Source material START
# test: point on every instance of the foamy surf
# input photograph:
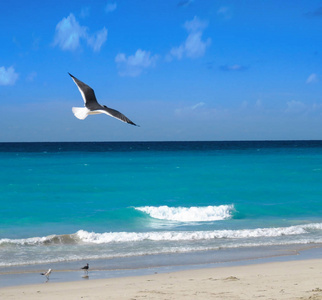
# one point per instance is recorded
(189, 214)
(83, 236)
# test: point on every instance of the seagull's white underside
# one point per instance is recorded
(82, 112)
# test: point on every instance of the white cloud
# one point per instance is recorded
(69, 33)
(31, 76)
(134, 65)
(110, 7)
(194, 46)
(233, 68)
(225, 12)
(295, 107)
(8, 76)
(313, 78)
(96, 41)
(192, 109)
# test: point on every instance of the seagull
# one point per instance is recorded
(92, 107)
(46, 274)
(85, 268)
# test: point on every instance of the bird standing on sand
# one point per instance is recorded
(85, 268)
(46, 274)
(92, 107)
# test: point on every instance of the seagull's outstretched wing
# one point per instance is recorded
(116, 114)
(87, 93)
Source material END
Set down exactly the lines from the start of the records through the line containing "# test: point on every instance of the white", both included, and omit the pictures.

# test: point on every instance of the foamy surf
# input photograph:
# one point per instance is recorded
(189, 214)
(83, 236)
# test: point on every instance of the seagull's white underside
# one point per instance is recorded
(82, 112)
# test: point on every instance of the white cloud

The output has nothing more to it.